Problem description: Copy the records below exactly as they appear.

Data:
+ + +
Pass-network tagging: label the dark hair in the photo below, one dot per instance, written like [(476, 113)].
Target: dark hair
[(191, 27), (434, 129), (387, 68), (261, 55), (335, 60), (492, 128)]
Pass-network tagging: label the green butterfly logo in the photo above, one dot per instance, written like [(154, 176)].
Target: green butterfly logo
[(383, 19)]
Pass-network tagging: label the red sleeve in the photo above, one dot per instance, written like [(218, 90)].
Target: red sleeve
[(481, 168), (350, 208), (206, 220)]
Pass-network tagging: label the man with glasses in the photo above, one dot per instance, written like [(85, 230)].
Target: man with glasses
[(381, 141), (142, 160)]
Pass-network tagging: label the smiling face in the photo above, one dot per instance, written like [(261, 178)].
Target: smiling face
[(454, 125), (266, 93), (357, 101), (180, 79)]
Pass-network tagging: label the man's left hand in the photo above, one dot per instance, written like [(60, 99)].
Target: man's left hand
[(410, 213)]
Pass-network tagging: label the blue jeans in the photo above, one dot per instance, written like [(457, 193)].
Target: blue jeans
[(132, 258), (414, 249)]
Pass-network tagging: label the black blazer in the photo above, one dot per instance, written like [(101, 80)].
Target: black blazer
+ + +
Solution for this task:
Pass-network tagging: label the dark hair in the photo below, one dot per instance, written like [(476, 113)].
Target: dark hair
[(191, 27), (434, 129), (387, 68), (261, 55), (335, 60), (492, 128)]
Pass-network tagging: label the green butterfly logo in the photo above, one dot per instance, written like [(154, 176)].
Target: green butterfly logo
[(383, 19)]
Pass-network tagging: label the red sleeve in the photo above, one dot per instance, written like [(218, 90)].
Target: red sleeve
[(481, 168), (350, 208), (206, 220)]
Pass-network tagging: label the man with glasses in the photo above, one dot per instance, written like [(85, 230)].
Target: man with glasses
[(381, 141), (142, 160)]
Pass-network tagging: label the smiling face in the photo above, one dot per instance, written like [(261, 178)].
Target: smiling face
[(454, 125), (266, 93), (357, 101), (180, 79)]
Pass-network tagging: label the man's left hand in the photo above, one dot per instance, written like [(60, 99)].
Target: man's left hand
[(410, 213)]
Pass-network tagging: label the blue jeans in the photo above, one dot per instance, written like [(457, 193)].
Target: blue jeans
[(132, 258), (414, 249)]
Pass-network tagging: label the black blazer in the photo above, one dot per instance, written like [(101, 80)].
Target: black blazer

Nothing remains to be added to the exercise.